BRIEF:
Copy the records starting at the line containing "Can you see the blue football" and ending at the end of the records, renaming "wristband" to "armband" and leaving everything else unchanged.

★ ★ ★ ★ ★

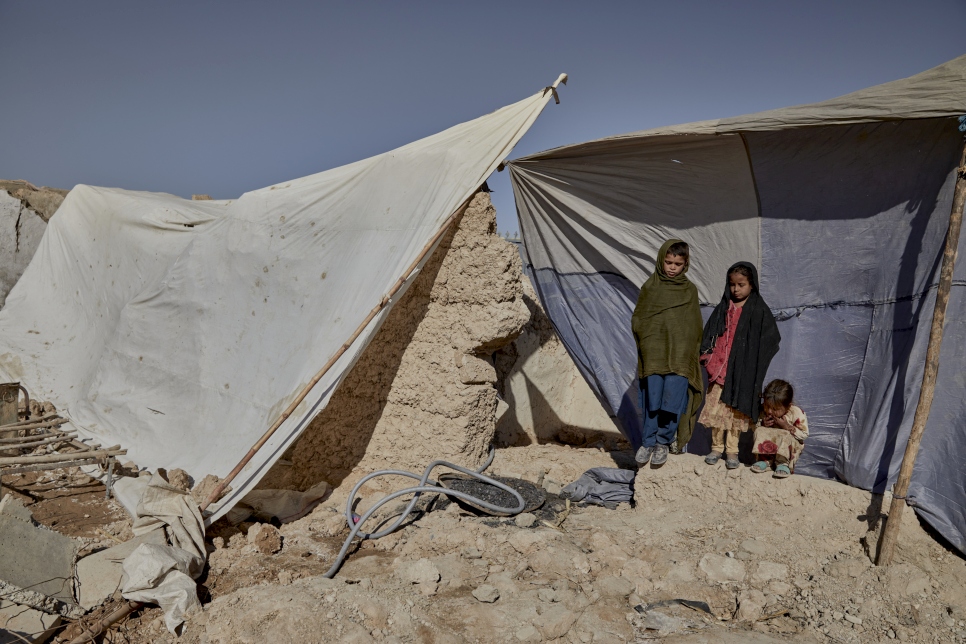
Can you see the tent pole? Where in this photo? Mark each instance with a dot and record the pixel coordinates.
(890, 534)
(216, 493)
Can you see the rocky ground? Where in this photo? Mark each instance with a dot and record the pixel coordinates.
(775, 560)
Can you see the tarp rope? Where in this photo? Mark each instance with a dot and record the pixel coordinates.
(426, 485)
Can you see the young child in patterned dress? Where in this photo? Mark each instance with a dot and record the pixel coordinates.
(781, 431)
(740, 340)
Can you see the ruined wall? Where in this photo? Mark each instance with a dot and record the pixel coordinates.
(548, 399)
(423, 388)
(24, 212)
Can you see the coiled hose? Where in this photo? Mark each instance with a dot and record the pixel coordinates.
(425, 485)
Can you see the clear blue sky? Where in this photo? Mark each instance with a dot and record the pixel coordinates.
(220, 98)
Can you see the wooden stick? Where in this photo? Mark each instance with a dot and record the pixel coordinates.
(48, 466)
(22, 439)
(54, 458)
(17, 425)
(34, 425)
(890, 534)
(60, 438)
(216, 493)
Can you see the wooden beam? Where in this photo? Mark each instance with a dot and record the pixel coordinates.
(887, 545)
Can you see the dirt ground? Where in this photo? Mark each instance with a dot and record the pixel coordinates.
(775, 560)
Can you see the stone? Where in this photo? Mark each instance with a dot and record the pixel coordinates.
(486, 594)
(556, 621)
(424, 574)
(718, 568)
(750, 604)
(13, 507)
(525, 520)
(42, 559)
(528, 633)
(548, 595)
(611, 586)
(99, 574)
(180, 479)
(265, 537)
(768, 570)
(22, 624)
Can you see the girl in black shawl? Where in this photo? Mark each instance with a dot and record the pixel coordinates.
(740, 340)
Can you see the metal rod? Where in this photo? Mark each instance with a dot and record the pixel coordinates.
(891, 533)
(216, 493)
(110, 476)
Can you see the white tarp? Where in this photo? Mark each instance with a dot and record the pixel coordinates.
(181, 329)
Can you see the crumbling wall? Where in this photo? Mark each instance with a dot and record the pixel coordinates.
(423, 388)
(547, 398)
(24, 212)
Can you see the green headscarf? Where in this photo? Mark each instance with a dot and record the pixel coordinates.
(667, 327)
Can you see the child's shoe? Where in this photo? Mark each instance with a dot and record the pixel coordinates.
(643, 455)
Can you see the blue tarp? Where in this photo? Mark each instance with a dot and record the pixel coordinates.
(846, 219)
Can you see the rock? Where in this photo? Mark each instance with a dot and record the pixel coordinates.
(265, 537)
(779, 587)
(424, 574)
(768, 570)
(486, 594)
(750, 604)
(528, 633)
(13, 507)
(719, 568)
(555, 622)
(180, 479)
(611, 586)
(525, 520)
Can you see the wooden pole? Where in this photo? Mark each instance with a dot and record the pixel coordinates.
(889, 536)
(216, 493)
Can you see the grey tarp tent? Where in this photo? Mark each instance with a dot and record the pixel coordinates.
(842, 204)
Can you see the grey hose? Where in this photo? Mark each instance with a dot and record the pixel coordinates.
(425, 485)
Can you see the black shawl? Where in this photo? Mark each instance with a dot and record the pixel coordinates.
(755, 344)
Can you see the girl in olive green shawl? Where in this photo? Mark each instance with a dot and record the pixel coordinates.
(667, 327)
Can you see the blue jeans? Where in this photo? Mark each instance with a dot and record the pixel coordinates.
(663, 400)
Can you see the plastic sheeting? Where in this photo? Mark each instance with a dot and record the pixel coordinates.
(846, 220)
(181, 329)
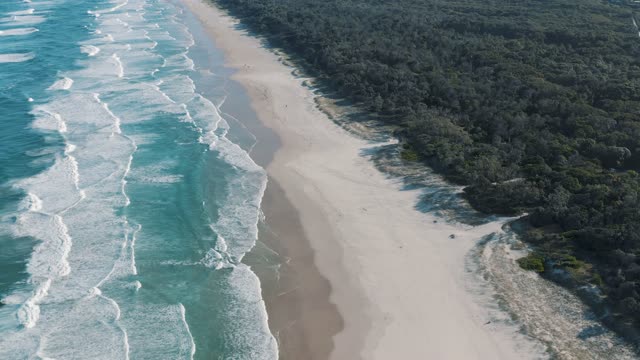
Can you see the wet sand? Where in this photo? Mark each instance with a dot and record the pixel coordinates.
(354, 239)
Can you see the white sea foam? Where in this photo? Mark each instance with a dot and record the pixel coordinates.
(119, 67)
(183, 316)
(18, 31)
(63, 84)
(116, 120)
(97, 13)
(84, 196)
(13, 58)
(90, 50)
(34, 203)
(22, 12)
(29, 312)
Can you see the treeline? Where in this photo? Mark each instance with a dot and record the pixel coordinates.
(535, 105)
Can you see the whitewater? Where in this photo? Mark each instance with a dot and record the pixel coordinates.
(137, 207)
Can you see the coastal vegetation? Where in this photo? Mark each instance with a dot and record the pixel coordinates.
(533, 105)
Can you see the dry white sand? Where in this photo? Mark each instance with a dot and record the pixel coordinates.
(397, 278)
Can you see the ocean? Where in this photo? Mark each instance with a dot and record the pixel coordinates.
(128, 198)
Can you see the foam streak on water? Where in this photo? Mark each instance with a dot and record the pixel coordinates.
(128, 262)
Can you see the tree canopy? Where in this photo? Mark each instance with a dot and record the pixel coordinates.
(534, 105)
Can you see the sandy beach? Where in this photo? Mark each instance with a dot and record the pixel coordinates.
(394, 278)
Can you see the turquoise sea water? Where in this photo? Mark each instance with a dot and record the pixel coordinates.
(127, 200)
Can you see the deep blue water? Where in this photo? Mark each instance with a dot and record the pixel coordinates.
(125, 209)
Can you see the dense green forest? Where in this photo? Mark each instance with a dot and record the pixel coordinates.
(535, 105)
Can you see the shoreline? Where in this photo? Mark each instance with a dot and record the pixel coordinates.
(396, 278)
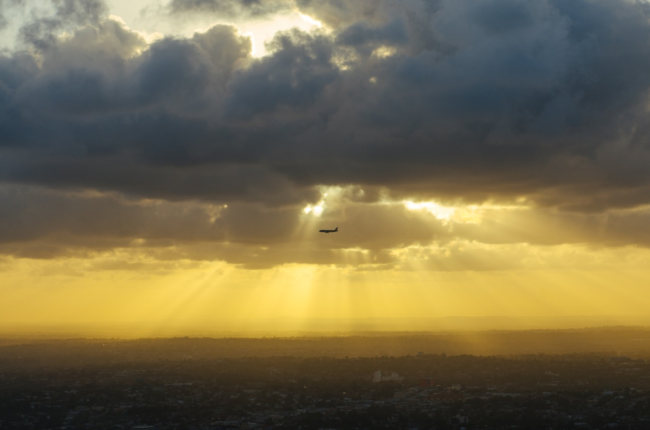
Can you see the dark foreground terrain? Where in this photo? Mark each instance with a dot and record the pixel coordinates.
(219, 384)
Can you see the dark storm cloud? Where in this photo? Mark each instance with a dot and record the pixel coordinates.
(460, 101)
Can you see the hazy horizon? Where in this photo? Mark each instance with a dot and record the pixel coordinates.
(170, 164)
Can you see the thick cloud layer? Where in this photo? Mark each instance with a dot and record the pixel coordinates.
(458, 101)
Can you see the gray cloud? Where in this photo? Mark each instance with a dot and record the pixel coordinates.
(461, 101)
(230, 8)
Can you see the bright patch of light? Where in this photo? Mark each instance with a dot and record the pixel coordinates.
(443, 213)
(315, 209)
(310, 20)
(384, 52)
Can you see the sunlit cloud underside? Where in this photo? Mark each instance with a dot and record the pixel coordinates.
(173, 162)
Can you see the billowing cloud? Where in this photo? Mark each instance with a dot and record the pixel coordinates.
(464, 102)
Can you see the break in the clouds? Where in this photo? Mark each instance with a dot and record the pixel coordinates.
(462, 102)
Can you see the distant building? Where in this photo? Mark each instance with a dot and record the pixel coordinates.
(426, 382)
(380, 376)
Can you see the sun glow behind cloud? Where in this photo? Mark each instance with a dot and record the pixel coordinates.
(193, 209)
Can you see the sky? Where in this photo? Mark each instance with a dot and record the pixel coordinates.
(172, 161)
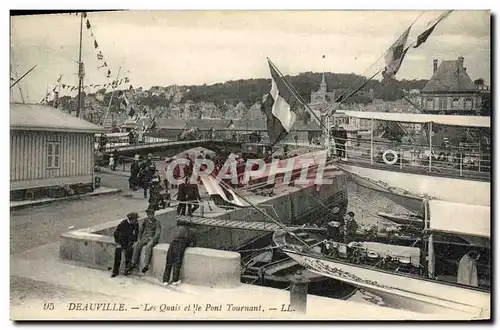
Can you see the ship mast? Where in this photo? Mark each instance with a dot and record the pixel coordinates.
(80, 70)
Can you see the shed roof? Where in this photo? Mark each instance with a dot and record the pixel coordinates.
(224, 124)
(46, 118)
(456, 218)
(450, 77)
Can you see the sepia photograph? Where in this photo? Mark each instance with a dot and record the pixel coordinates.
(173, 165)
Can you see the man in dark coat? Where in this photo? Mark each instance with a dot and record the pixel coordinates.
(134, 172)
(351, 227)
(146, 173)
(175, 255)
(131, 137)
(192, 195)
(149, 235)
(116, 154)
(125, 236)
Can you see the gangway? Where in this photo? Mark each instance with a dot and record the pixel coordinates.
(223, 223)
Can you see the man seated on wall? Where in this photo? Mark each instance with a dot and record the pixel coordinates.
(125, 236)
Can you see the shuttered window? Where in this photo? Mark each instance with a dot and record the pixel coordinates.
(53, 154)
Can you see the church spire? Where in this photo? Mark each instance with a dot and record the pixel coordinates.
(322, 87)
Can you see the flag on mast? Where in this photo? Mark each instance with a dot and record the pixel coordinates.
(395, 55)
(280, 117)
(424, 35)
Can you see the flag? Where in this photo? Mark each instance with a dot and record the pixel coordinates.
(131, 113)
(395, 55)
(124, 101)
(424, 35)
(280, 117)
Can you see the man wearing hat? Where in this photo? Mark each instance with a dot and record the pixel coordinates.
(149, 236)
(147, 170)
(125, 235)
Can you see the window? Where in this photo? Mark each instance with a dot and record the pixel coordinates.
(443, 104)
(468, 103)
(53, 154)
(430, 104)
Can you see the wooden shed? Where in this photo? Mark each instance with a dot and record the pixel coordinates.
(50, 151)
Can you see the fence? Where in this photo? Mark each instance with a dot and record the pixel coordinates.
(461, 161)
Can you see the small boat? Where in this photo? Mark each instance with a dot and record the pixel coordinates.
(421, 277)
(404, 219)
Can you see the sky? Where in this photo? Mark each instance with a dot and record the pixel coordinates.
(206, 47)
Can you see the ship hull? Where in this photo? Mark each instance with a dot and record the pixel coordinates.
(401, 291)
(409, 189)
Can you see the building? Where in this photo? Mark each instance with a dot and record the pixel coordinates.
(450, 90)
(49, 149)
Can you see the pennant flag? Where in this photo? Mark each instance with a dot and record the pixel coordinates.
(220, 194)
(280, 117)
(131, 113)
(395, 54)
(424, 35)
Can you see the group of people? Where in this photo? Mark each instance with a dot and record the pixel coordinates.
(132, 238)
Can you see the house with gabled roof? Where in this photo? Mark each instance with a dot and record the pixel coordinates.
(450, 90)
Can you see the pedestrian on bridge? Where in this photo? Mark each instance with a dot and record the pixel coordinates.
(149, 236)
(134, 173)
(125, 235)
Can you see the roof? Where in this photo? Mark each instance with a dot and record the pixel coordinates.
(46, 118)
(466, 121)
(450, 77)
(457, 218)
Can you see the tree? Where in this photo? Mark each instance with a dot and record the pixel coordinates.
(485, 105)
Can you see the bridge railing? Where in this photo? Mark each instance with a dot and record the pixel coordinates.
(459, 161)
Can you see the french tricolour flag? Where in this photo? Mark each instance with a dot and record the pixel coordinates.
(281, 118)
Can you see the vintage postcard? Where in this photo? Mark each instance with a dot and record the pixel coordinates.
(250, 165)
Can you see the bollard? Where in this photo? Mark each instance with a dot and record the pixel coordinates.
(298, 292)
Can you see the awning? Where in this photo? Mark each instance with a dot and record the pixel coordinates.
(460, 219)
(466, 121)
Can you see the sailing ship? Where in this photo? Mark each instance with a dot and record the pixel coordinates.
(406, 276)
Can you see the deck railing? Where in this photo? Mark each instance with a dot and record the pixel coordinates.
(460, 161)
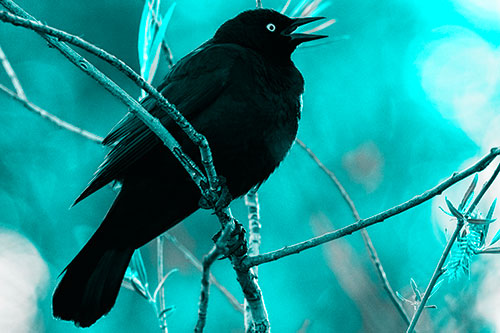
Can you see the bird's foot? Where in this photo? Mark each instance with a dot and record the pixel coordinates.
(222, 200)
(236, 244)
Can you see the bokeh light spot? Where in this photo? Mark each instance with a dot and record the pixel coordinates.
(23, 279)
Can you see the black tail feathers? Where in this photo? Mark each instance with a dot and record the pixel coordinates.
(90, 285)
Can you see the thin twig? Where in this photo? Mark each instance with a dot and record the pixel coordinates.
(415, 201)
(254, 226)
(196, 263)
(12, 75)
(160, 244)
(164, 44)
(50, 117)
(439, 268)
(364, 233)
(435, 276)
(219, 248)
(248, 283)
(23, 19)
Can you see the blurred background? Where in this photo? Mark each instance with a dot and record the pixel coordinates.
(405, 93)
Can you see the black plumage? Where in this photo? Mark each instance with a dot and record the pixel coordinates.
(242, 91)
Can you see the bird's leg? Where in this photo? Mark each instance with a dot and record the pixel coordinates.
(237, 244)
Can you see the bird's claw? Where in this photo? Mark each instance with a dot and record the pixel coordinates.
(237, 244)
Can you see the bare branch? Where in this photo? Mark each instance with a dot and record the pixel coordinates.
(12, 75)
(415, 201)
(196, 263)
(439, 268)
(248, 283)
(160, 244)
(254, 226)
(219, 248)
(50, 117)
(364, 233)
(23, 19)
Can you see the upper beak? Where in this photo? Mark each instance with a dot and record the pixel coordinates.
(299, 38)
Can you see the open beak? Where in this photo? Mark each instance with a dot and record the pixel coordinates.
(299, 38)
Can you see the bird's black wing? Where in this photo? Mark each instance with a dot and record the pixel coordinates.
(194, 83)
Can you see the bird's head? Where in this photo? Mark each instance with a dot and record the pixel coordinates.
(266, 31)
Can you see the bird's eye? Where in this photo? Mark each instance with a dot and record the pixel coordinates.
(271, 27)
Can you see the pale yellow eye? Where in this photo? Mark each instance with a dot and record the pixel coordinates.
(271, 27)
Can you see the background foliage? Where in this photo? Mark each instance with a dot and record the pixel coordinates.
(406, 94)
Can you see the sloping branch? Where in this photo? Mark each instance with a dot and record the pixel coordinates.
(247, 281)
(12, 75)
(50, 117)
(364, 233)
(415, 201)
(438, 271)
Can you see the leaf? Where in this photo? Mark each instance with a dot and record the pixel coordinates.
(154, 52)
(453, 210)
(468, 194)
(418, 295)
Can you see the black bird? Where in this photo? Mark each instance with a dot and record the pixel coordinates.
(242, 91)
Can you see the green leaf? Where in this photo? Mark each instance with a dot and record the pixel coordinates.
(468, 194)
(453, 210)
(436, 287)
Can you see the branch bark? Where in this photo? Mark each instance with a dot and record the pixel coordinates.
(218, 249)
(248, 283)
(254, 226)
(364, 233)
(52, 35)
(415, 201)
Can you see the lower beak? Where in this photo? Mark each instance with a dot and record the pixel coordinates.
(298, 38)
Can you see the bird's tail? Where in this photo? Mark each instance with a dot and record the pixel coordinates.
(90, 285)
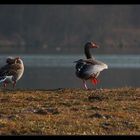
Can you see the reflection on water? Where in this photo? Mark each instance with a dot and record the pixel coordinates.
(50, 72)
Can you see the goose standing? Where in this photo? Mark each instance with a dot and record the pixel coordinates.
(90, 68)
(12, 71)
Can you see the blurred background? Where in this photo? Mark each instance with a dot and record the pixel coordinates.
(50, 37)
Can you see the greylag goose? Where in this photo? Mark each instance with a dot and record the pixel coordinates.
(12, 71)
(90, 68)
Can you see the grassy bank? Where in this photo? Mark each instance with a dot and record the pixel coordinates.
(70, 112)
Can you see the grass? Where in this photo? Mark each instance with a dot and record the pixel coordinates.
(70, 112)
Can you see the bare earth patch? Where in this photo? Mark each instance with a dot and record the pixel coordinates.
(70, 112)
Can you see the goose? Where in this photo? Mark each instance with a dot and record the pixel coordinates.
(90, 68)
(12, 71)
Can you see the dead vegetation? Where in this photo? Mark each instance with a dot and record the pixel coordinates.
(70, 112)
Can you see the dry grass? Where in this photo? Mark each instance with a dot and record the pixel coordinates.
(70, 112)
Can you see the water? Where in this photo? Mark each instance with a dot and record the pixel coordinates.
(57, 71)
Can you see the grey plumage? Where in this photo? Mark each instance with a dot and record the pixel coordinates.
(12, 71)
(89, 68)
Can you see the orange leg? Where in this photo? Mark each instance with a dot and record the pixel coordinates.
(85, 85)
(4, 85)
(14, 84)
(95, 81)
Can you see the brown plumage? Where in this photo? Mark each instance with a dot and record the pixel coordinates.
(12, 71)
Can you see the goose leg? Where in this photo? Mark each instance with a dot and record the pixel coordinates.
(85, 85)
(14, 84)
(4, 84)
(95, 81)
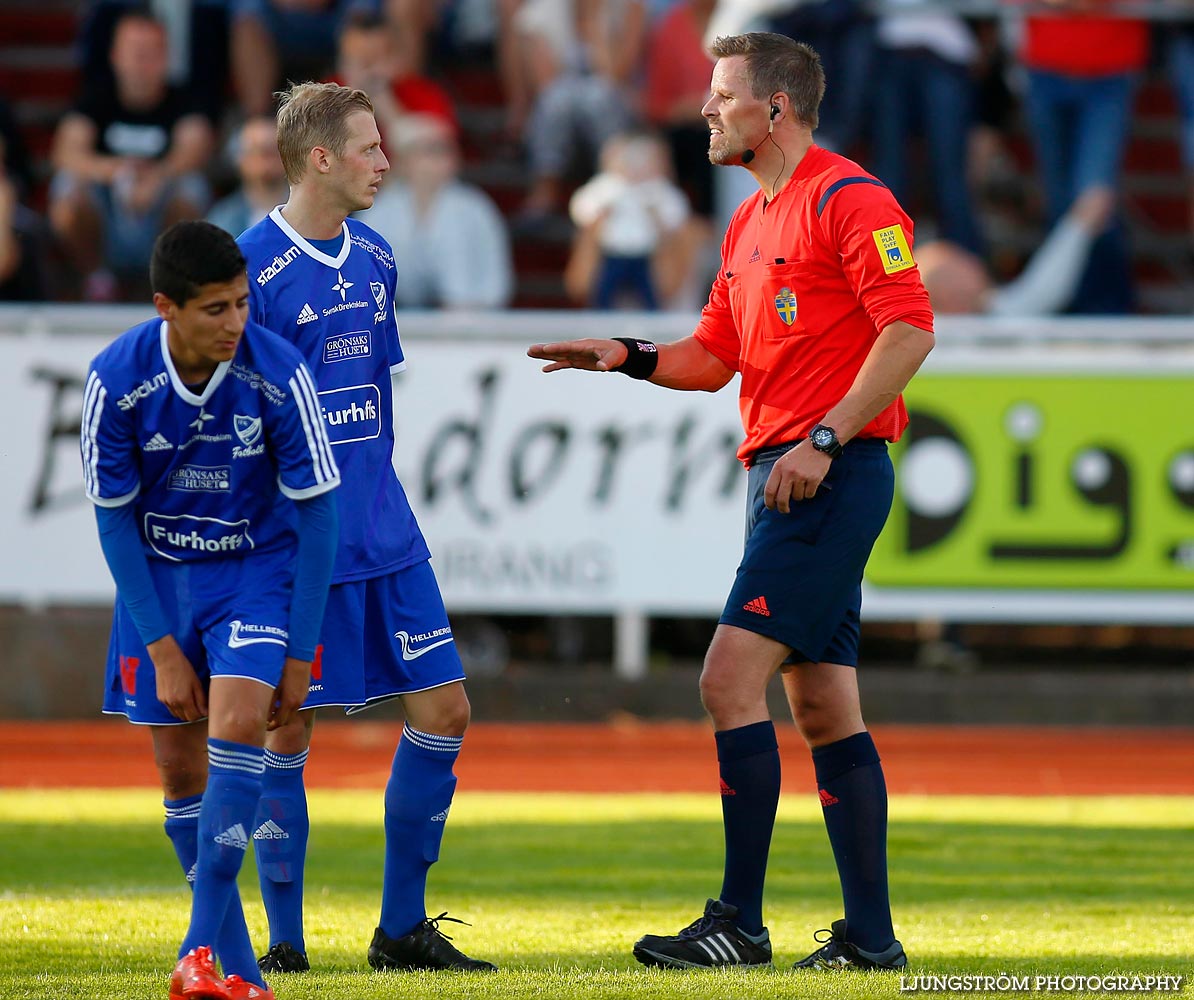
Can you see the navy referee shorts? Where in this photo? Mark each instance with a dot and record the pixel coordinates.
(800, 578)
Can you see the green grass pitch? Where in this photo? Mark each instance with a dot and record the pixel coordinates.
(558, 887)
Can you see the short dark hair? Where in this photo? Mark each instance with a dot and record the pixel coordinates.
(190, 254)
(775, 63)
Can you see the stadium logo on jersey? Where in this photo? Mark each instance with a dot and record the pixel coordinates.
(386, 258)
(786, 304)
(893, 248)
(352, 414)
(201, 479)
(414, 646)
(142, 392)
(173, 536)
(379, 291)
(242, 634)
(277, 265)
(345, 346)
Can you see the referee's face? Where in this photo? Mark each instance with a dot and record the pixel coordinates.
(208, 328)
(736, 118)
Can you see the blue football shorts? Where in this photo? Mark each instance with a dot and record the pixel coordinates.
(228, 616)
(800, 578)
(383, 637)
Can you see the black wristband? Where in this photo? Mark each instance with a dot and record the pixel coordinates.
(641, 358)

★ ★ ★ ★ ★

EXERCISE RESULT:
Can you see the blue football shorts? Where in this photo? Mark each instance with a dot and record the pixel coordinates.
(228, 616)
(800, 578)
(383, 637)
Can you see the black armband? Where in this photo? Mark each instance with a dot and record the pixel coordinates.
(641, 358)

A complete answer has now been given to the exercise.